What the task asks: How many lines in the entries below contain the string "small"? Case counts. Reply with the number alone.

Supplied material:
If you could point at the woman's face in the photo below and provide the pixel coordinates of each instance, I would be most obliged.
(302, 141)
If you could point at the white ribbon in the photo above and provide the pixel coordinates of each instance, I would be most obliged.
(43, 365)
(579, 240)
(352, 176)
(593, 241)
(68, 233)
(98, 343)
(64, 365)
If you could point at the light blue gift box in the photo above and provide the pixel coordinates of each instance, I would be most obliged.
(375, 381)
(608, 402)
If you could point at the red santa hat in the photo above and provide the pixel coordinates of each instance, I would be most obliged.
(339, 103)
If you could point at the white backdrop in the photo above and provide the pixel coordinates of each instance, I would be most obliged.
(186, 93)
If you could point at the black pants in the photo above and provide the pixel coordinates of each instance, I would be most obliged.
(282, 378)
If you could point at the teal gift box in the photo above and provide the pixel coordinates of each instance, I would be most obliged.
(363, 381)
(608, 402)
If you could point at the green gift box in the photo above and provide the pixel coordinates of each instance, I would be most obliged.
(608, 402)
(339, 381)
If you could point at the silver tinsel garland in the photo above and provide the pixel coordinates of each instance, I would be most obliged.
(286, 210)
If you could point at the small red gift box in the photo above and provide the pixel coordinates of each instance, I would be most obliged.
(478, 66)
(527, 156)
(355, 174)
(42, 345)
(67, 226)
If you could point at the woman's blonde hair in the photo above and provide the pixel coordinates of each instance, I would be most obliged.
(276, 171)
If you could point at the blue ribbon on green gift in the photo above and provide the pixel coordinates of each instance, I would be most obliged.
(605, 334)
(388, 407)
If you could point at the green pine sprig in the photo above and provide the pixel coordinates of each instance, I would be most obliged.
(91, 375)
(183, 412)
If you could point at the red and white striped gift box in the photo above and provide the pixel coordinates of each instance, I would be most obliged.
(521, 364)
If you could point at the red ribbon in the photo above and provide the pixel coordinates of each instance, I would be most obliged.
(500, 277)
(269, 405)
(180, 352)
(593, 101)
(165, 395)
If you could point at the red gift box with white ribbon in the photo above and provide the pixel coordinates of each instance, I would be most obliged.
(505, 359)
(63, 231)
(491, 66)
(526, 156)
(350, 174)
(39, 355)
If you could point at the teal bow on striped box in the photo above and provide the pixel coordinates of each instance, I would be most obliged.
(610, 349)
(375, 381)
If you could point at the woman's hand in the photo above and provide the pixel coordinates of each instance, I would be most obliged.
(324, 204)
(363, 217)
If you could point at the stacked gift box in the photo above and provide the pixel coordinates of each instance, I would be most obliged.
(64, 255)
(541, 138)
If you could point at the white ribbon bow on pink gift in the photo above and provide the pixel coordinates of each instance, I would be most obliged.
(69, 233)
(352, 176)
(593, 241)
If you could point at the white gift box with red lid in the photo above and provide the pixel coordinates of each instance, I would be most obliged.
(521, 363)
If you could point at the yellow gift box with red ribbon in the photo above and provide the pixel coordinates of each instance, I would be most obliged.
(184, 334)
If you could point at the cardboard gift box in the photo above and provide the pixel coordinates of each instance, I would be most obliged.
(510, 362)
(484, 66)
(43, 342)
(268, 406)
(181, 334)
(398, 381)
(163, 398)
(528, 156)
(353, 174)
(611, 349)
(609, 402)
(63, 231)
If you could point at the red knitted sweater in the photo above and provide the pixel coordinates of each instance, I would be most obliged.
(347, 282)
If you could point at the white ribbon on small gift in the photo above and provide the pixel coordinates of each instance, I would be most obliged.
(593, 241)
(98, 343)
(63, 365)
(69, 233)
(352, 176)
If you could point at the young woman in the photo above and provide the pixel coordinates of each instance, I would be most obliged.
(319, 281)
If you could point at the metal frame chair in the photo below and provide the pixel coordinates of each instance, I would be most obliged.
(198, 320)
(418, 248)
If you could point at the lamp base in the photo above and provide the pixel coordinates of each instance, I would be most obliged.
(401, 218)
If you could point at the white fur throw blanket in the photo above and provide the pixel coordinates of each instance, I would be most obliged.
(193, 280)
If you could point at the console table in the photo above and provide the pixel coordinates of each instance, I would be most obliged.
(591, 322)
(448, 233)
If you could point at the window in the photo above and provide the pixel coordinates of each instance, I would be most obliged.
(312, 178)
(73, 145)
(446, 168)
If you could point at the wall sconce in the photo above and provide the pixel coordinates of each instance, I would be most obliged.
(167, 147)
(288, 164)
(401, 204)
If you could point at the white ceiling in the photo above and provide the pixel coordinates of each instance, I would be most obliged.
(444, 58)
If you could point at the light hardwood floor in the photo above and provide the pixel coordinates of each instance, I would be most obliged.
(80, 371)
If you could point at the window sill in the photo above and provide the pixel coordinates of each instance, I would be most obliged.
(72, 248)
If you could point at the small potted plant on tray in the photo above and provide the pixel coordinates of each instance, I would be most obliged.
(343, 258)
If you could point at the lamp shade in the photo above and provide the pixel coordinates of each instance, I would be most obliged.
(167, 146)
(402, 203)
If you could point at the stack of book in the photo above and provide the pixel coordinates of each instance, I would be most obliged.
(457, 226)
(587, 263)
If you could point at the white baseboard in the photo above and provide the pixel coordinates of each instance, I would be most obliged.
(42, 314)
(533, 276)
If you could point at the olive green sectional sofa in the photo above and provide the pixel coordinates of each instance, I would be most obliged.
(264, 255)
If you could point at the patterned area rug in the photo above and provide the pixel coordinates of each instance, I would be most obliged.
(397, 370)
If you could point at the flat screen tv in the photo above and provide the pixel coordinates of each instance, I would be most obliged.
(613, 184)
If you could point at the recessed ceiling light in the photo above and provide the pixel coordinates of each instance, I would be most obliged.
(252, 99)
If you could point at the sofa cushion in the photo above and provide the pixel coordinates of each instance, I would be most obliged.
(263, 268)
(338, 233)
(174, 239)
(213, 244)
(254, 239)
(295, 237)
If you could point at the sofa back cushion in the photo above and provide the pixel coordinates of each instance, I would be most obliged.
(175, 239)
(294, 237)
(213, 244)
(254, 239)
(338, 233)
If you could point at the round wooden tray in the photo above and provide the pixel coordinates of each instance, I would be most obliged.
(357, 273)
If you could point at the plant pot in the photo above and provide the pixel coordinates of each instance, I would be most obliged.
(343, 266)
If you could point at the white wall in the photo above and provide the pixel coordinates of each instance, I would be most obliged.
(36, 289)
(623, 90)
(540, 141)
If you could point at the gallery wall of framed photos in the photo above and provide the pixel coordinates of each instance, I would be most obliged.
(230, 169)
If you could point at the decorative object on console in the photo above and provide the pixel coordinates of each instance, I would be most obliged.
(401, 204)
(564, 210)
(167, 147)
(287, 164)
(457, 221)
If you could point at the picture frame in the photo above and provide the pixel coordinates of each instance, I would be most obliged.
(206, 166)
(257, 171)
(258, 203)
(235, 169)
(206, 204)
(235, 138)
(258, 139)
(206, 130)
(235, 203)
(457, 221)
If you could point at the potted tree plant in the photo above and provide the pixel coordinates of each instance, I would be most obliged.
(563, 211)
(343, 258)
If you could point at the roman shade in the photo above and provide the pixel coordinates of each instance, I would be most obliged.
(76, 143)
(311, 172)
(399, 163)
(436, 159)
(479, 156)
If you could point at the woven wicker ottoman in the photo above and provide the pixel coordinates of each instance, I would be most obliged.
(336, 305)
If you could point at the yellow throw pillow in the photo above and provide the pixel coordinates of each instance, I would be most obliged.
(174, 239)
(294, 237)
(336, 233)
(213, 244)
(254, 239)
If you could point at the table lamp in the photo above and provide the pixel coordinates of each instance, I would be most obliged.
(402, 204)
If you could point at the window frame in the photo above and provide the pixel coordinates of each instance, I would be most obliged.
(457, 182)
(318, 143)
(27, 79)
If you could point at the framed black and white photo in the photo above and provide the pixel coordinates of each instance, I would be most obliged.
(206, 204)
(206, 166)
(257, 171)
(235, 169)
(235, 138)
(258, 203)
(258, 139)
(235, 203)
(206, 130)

--

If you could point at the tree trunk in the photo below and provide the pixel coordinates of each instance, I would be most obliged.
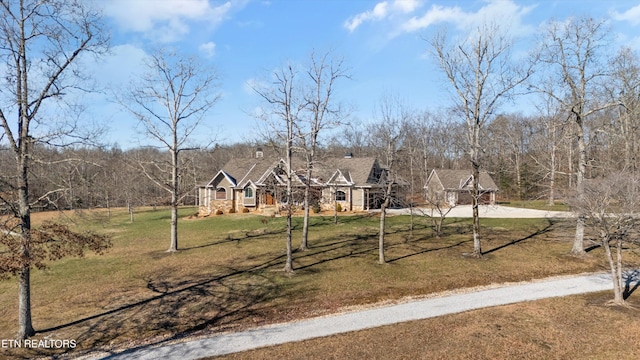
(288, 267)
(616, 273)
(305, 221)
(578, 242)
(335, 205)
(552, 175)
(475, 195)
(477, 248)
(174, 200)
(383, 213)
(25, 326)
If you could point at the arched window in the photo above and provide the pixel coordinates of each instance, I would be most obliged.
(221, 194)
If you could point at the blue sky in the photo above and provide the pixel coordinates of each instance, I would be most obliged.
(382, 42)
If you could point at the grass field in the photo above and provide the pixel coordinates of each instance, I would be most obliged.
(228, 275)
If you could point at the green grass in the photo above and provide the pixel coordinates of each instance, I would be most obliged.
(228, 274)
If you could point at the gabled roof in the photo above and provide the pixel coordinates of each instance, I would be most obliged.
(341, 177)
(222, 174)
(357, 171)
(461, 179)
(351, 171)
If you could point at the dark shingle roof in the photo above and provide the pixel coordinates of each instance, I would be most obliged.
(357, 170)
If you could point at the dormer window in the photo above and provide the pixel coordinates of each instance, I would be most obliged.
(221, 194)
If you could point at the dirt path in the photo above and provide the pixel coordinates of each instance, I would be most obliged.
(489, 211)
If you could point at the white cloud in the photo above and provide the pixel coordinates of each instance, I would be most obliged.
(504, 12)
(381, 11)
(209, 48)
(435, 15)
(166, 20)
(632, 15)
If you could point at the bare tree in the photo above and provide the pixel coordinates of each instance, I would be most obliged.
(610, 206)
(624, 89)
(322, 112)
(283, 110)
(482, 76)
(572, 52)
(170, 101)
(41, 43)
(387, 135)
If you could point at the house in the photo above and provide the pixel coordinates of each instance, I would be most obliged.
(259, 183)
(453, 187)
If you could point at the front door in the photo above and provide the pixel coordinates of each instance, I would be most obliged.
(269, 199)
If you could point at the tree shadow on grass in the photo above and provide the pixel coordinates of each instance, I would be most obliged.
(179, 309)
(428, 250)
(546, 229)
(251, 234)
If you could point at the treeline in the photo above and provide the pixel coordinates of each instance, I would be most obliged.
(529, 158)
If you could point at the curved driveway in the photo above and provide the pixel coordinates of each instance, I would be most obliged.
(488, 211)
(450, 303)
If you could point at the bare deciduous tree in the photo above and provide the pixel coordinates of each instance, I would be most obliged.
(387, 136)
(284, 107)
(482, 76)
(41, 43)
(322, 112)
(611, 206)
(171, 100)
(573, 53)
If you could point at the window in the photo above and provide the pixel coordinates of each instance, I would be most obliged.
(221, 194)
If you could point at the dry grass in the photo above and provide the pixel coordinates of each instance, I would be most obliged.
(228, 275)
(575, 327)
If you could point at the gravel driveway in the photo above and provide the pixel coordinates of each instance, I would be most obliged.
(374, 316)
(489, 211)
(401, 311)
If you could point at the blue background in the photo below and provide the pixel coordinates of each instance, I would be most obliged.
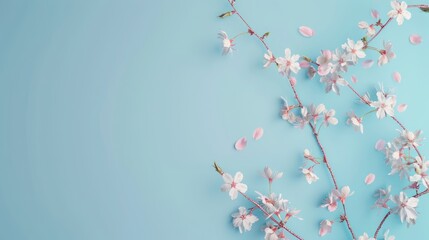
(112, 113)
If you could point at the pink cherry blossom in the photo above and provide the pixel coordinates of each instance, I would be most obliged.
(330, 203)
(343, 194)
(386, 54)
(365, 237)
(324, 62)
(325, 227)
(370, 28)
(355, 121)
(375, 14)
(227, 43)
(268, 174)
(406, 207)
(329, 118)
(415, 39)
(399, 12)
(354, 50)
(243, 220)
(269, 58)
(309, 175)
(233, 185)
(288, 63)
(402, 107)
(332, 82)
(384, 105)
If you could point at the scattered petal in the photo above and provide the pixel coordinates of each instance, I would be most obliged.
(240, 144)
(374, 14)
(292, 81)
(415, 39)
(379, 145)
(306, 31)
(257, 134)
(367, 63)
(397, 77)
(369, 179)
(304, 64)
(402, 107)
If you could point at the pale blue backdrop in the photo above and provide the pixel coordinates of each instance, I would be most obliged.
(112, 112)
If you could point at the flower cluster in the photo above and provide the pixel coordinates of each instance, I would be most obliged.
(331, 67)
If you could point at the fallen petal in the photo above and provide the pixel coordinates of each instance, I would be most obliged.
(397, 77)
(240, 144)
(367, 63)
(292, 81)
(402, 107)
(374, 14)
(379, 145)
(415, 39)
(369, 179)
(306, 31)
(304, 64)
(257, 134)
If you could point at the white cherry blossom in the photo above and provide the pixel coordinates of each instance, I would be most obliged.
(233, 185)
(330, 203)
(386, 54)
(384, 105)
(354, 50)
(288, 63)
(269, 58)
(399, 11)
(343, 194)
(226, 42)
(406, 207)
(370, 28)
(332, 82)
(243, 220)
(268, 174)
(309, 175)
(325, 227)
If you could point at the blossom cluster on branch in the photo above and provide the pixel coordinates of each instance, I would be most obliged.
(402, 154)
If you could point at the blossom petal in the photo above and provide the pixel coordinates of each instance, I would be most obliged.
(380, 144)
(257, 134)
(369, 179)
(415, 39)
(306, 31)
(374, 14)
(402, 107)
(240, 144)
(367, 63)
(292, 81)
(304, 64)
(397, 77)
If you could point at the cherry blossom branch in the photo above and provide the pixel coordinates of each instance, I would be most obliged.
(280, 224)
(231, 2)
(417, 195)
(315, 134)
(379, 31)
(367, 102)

* * *

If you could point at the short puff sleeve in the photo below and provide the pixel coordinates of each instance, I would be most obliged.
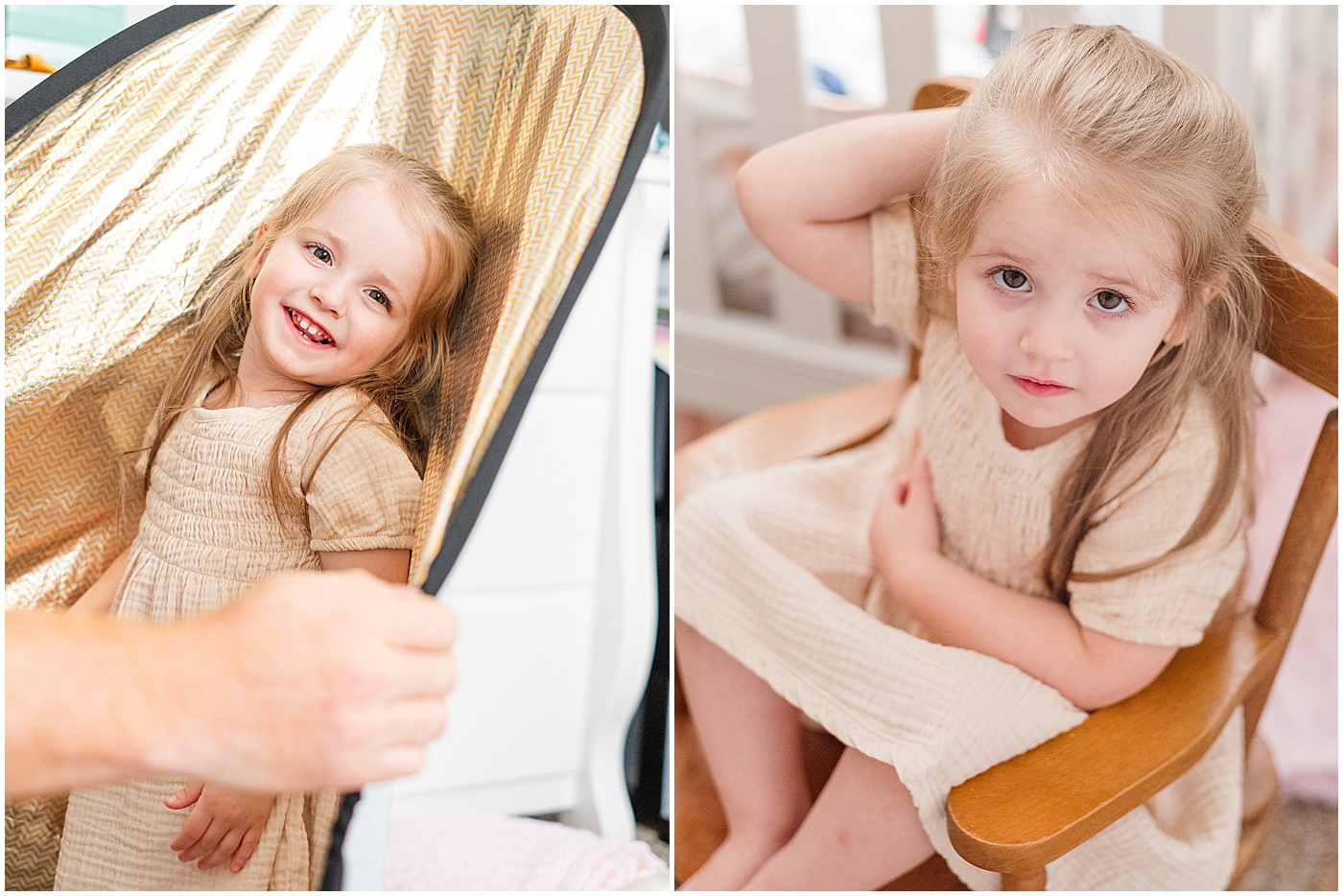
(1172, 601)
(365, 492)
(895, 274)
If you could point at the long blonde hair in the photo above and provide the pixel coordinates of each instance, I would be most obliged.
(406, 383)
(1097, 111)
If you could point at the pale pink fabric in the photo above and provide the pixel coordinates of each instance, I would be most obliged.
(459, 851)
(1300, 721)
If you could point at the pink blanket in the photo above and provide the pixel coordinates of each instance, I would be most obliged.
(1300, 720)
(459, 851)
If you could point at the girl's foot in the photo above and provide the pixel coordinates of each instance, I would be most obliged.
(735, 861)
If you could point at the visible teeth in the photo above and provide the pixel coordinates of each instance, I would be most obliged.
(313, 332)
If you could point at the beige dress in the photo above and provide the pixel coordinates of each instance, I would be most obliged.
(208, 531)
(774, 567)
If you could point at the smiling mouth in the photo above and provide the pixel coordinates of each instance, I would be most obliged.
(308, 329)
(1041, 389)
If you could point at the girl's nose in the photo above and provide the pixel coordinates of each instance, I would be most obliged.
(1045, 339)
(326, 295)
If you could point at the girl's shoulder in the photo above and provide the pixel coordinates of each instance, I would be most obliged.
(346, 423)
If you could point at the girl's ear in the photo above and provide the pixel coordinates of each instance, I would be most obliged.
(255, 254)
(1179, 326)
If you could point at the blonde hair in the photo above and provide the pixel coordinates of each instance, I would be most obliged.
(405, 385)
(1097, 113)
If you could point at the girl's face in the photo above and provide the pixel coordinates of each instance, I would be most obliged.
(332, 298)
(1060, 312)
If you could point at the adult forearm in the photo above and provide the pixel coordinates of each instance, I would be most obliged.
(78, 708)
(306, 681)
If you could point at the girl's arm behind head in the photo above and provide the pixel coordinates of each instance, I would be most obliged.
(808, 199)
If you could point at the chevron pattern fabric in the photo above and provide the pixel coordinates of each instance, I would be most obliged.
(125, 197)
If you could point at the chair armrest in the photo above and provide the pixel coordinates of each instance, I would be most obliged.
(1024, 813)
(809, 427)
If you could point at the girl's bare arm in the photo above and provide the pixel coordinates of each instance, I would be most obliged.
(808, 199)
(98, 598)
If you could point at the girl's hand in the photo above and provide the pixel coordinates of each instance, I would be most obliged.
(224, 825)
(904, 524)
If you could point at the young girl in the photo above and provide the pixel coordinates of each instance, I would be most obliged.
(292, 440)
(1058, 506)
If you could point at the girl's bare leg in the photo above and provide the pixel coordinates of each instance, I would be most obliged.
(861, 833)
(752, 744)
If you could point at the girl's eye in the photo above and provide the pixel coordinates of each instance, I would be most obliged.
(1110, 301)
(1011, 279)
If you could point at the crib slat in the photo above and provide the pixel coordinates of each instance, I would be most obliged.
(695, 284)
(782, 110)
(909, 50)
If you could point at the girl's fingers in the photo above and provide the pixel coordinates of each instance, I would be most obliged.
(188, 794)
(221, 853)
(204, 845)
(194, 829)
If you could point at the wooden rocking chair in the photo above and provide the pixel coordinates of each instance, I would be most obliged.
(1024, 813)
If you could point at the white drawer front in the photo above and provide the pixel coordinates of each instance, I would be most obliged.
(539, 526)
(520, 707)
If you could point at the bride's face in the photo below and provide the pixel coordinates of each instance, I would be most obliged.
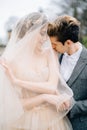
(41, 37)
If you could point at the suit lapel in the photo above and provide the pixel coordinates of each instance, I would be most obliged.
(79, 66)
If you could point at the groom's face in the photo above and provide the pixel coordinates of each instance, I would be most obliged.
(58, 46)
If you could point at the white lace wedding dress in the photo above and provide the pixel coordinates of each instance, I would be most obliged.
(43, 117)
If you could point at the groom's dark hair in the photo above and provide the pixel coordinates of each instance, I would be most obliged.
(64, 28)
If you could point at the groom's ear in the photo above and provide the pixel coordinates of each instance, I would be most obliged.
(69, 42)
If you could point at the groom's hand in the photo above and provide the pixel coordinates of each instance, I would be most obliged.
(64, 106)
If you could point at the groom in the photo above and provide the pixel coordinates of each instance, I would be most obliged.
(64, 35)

Task solution: 3